Task brief
Repeat every line below exactly, word for word.
/---
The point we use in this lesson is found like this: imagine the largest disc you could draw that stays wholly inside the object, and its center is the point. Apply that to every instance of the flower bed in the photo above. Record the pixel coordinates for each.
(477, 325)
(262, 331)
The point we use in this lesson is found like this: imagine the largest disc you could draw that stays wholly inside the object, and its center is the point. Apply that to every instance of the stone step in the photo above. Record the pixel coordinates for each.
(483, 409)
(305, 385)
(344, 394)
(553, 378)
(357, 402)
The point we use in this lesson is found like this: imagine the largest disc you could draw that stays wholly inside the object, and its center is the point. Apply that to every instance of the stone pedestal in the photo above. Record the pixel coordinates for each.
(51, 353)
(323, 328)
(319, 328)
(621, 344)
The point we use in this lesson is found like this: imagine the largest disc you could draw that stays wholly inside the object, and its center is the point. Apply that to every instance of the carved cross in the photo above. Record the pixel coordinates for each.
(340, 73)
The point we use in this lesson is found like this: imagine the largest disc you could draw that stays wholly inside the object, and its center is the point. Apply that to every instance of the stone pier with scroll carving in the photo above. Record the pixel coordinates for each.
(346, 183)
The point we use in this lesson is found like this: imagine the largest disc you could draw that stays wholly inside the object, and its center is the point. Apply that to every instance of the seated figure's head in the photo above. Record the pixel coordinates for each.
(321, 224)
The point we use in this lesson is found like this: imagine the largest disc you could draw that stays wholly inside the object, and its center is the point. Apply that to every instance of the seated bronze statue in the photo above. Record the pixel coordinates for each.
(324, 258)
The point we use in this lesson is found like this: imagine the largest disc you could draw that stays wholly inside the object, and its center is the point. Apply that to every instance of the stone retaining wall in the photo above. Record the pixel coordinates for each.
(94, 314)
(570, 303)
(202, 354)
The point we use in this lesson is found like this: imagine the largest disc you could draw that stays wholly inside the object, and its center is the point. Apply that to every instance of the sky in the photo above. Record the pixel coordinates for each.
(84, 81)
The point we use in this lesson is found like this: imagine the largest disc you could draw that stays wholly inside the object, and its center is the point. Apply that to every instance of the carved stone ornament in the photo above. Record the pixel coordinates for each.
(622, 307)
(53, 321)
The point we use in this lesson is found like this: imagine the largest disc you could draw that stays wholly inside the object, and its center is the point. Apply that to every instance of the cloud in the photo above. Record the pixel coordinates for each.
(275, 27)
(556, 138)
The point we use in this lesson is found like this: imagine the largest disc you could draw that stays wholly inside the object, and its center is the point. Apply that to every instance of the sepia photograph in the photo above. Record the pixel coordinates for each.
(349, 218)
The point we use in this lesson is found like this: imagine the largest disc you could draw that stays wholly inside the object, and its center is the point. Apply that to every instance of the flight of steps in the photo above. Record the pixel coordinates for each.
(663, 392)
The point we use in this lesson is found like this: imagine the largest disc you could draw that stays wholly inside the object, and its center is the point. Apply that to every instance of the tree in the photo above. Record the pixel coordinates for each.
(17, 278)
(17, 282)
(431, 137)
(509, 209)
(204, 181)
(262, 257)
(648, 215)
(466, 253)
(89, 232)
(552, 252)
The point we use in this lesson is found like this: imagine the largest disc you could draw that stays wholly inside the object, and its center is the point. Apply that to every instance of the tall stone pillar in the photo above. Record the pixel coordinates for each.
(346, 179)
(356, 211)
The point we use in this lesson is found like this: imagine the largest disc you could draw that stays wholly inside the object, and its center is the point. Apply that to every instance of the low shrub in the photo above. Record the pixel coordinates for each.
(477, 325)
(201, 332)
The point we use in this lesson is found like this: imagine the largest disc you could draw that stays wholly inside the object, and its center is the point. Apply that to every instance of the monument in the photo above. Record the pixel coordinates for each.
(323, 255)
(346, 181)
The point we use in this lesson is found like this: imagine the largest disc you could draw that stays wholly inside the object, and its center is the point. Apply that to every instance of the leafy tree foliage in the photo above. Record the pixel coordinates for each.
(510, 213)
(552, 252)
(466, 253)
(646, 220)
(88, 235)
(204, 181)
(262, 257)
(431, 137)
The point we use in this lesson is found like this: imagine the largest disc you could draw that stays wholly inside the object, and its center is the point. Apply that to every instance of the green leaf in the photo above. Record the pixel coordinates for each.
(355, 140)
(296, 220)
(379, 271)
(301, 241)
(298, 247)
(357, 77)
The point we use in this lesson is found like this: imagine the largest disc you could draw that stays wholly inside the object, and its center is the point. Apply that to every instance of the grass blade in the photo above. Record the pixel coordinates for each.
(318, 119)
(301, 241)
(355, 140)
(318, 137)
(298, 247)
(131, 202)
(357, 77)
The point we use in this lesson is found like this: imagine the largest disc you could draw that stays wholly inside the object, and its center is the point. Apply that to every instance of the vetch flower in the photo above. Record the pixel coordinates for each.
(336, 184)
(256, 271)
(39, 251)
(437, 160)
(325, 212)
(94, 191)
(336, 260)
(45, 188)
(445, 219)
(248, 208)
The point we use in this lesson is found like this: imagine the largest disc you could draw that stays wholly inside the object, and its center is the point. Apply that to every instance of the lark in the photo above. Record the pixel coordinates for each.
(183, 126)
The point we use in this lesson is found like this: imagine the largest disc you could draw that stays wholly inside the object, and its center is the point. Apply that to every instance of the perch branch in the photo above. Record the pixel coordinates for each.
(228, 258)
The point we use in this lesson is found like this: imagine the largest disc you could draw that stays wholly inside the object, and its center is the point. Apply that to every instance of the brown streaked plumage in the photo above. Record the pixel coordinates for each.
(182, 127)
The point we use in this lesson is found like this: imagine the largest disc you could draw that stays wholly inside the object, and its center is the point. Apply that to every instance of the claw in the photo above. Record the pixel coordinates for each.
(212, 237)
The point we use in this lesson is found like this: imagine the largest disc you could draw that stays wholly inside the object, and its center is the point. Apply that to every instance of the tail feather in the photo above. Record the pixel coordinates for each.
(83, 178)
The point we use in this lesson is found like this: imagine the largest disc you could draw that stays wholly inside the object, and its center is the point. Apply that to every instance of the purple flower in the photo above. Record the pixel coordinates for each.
\---
Task answer
The point we use in this lesson is found like this: imagine the largest disc you could draw that stays wholly inside the object, and its center is the point. Apply that to every instance of the flower bed in the photo above. Record the pixel coordinates for each.
(477, 325)
(262, 331)
The point we use in this lesson is found like this: imagine the largest disc you could draw that stays wholly inside the object, and its center is the point. Apply that to every instance of the stone step in the photo above. Record the pixel coordinates for each.
(483, 409)
(305, 385)
(344, 394)
(553, 378)
(357, 402)
The point we use in this lesson is found like this: imagine the largest disc you could draw that stays wholly inside the object, and its center is the point. Apply that to every instance of the stone pedestal in the photo above. Record the pixel coordinates for each.
(51, 353)
(323, 328)
(319, 328)
(621, 344)
The point we use in this lesson is found like this: imagine the largest disc you could draw that stays wholly inside the object, and its center is the point. Apply that to every instance of the carved cross in the photo above. Record the pixel coordinates for each.
(340, 73)
The point we use in this lesson is found like this: imagine the largest disc you could draw that stays wholly inside the object, and its center is the point. Apply that to every instance of the stone pier with scroll carving in the photo above. Record the pixel coordinates for each.
(346, 183)
The point we use in this lesson is found like this: imagine the largest disc you could draw that stays wholly inside the object, and its center is the point. Apply that to every instance of the seated figure's head in the photo above. Record the pixel coordinates for each.
(321, 224)
The point we use in this lesson is found like this: imagine the largest disc you could draw that stays wholly inside the object, and its center is the point. Apply that to every instance of the seated bronze statue in the photo above. Record the pixel coordinates for each.
(324, 258)
The point we use in this lesson is found like this: imagine the largest disc you could draw that stays wholly inside the object, and its center is the point. Apply that to every instance of the stone retaining wall in the photo above. Record the pixel coordinates for each.
(94, 314)
(570, 303)
(202, 354)
The point we use in this lesson is found like this: imagine the largest disc you could draw that stays wholly inside the object, and its center is the point. Apply that to every instance of the sky in the photo above. Record the pixel coordinates for each.
(84, 81)
The point we use in this lesson is found like this: imagine the largest disc you could draw that stays wholly inside the object, and its center is the point. Apply that to every instance of the carved stone ornament in the photo above. Record the pixel coordinates for each.
(622, 307)
(53, 321)
The point we use in this lesson is found like this: imagine the largest disc you could draw that stays wholly inside the object, and its center is the point. Apply that to every instance of the cloud in the photo above. Record the pixel coordinates for each.
(275, 27)
(556, 138)
The point we use in this lesson is found like this: imagine the largest disc you could draw that stays wholly inside the object, and its center is the point. Apply that to every instance of the sepia photograph in the photo above. Record the pixel coordinates for each.
(349, 218)
The point we use in this lesson is found like this: imagine the largest disc you could draw that stays wholly inside the object, and its center is the point. Apply that to every instance of the flight of steps in the photo above. Record the pixel coordinates for each.
(663, 392)
The point we use in this lesson is found like this: imagine the largest disc you could draw that stays wholly inside the object, and its center is the point. Apply that to every instance of the tree in the photo above. Record the pixel coordinates for each.
(17, 278)
(17, 282)
(431, 137)
(509, 209)
(204, 181)
(262, 257)
(648, 215)
(466, 253)
(89, 232)
(552, 252)
The point we use in this lesson is found like this: imagine the largest disc you could draw that stays wholly inside the object, and its center is the point. Apply that to every instance of the tall stone pillar in the photo above. Record the pixel coordinates for each.
(346, 179)
(356, 211)
The point we use in this lesson is found like this: imagine the largest disc you could draw that stays wholly inside the object, and its center is the point. Apply that to every instance of the low shrub in the photo above. Record the pixel coordinates for each.
(477, 325)
(201, 332)
The point we use in this lesson is found like this: imagine the largest disc you could draw that stays wholly inside the object, and its center is the point. Apply that to every instance of the monument in the photo above. Record the pixel coordinates for each.
(323, 255)
(346, 181)
The point we use in this lesson is found like this: imagine the largest disc you could draw that stays wholly inside the object, and its center is the point. Apply that to every instance of the leafy tree foliage in the photo above. Record the pixel coordinates for each.
(510, 213)
(552, 252)
(466, 253)
(646, 220)
(88, 235)
(204, 181)
(262, 257)
(431, 137)
The point we use in this lesson is found like this: imagine the largest disc you could draw that stays wholly inside the object, and its center is the point. Apply that to every instance of the green leaf in the photo above. Record the pixel coordinates for each.
(355, 140)
(296, 220)
(379, 271)
(301, 241)
(298, 247)
(357, 77)
The point we use in this lesson is found like this: imagine the largest disc you could draw that stays wholly inside the object, and its center is the point. Apply that to every instance of the grass blade in the photo above. Record the pixel coordinates for each.
(318, 119)
(301, 241)
(355, 140)
(318, 137)
(298, 247)
(131, 202)
(357, 77)
The point we use in this lesson is found like this: imagine the largest disc you could draw that stays wholly inside the object, and its center is the point. Apply that to every instance of the vetch flower in the photo above. Record the pixel coordinates for each.
(336, 184)
(256, 271)
(39, 251)
(437, 160)
(325, 212)
(94, 191)
(336, 260)
(45, 188)
(445, 219)
(248, 208)
The point we use in this lesson is found like this: imagine the largest disc you could draw that stays wholly inside the object, and its center is the point. Apply that to every instance of the lark in the photo above. Record the pixel coordinates for each.
(183, 126)
The point we use in this lesson is found like this: imagine the largest disc you could draw that stays wholly inside the object, and its center is the point. Apply that to every instance of the perch branch in the photo above. Record the pixel coordinates for each.
(228, 258)
The point we use in this lesson is found like this: imagine the largest disc you could draw that stays wholly inside the object, and its center is the point. Apply that to every instance of the brown streaked plumage in the photo above. Record the pixel coordinates for each.
(182, 127)
The point we use in this lesson is found like this: imagine the largest disc you could draw that stays wholly inside the object, and its center is the point. Apply that to every instance of the claw in the photo above. Record the pixel coordinates for each.
(212, 237)
The point we use in this lesson is found like this: imagine the largest disc you could draw that stays wholly inside the object, and its center is the point. Apply that to every instance of the tail feather in the photo above. Record the pixel coordinates for each.
(83, 178)
The point we use in this lesson is found like this: imagine the largest disc you could draw that stays wholly inside the object, and its center is the point. Apply that to every instance of the purple flower in the photo above. Record the pixel coordinates for each.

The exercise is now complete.